**Entries**

+ + + + + + +

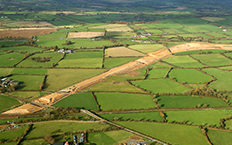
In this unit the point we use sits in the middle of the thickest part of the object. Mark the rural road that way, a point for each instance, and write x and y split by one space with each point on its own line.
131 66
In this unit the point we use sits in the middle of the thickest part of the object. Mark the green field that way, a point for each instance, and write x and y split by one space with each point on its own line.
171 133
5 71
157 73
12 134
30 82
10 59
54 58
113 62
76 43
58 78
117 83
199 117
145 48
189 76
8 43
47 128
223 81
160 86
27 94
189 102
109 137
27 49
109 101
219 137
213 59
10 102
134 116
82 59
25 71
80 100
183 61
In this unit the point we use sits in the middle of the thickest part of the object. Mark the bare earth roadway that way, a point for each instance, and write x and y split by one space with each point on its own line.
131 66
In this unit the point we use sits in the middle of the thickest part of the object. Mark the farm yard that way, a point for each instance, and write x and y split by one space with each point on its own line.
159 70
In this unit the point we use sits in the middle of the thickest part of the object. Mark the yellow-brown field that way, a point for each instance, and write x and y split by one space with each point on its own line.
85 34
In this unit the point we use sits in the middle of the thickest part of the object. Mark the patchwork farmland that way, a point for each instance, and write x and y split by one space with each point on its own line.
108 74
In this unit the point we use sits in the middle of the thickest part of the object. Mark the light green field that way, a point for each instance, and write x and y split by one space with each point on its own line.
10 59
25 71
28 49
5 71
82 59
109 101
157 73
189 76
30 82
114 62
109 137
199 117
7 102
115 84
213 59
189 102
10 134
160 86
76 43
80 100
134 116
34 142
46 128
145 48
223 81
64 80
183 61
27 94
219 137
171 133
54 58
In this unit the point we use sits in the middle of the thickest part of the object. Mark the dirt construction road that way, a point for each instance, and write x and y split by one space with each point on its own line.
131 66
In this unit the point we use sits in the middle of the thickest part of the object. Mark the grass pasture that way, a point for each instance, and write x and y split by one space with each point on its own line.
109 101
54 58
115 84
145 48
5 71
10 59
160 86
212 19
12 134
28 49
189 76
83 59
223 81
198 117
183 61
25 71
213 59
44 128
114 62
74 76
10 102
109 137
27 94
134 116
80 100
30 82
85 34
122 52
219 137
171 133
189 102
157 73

+ + + + + + +

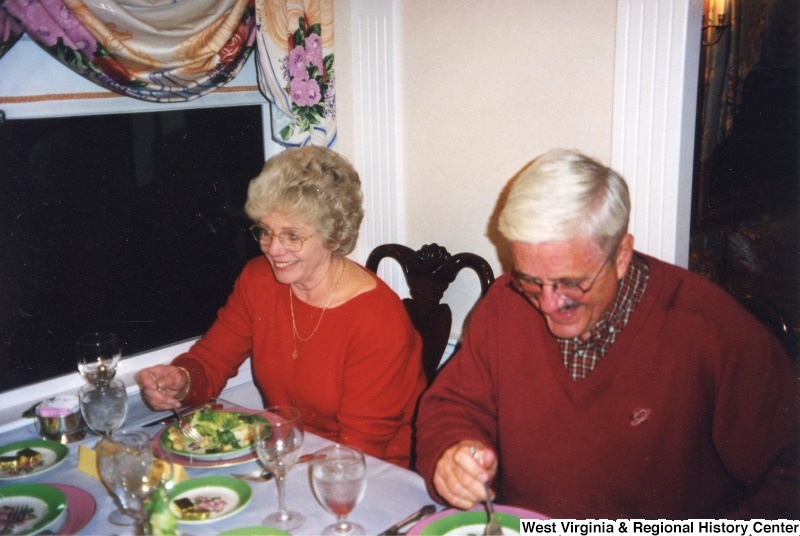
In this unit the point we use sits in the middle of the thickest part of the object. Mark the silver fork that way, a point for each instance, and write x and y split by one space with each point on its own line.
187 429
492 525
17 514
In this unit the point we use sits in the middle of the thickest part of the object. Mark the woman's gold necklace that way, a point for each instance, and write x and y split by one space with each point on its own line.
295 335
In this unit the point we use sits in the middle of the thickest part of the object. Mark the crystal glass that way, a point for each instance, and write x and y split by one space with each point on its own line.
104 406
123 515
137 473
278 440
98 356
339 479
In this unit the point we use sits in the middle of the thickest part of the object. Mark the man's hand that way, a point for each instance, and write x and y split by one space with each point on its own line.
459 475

+ + + + + + +

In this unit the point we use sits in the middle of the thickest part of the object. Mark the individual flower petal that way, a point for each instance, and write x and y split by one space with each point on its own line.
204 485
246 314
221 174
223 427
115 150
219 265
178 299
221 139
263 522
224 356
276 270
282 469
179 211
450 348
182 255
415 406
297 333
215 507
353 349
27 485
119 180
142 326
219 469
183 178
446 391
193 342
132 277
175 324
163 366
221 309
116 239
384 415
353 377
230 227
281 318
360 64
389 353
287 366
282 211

+ + + + + + +

**What the task requires**
Please count the lines in the rows above that contain the word "green", and reply with that number alone.

**Solution for this exercise**
2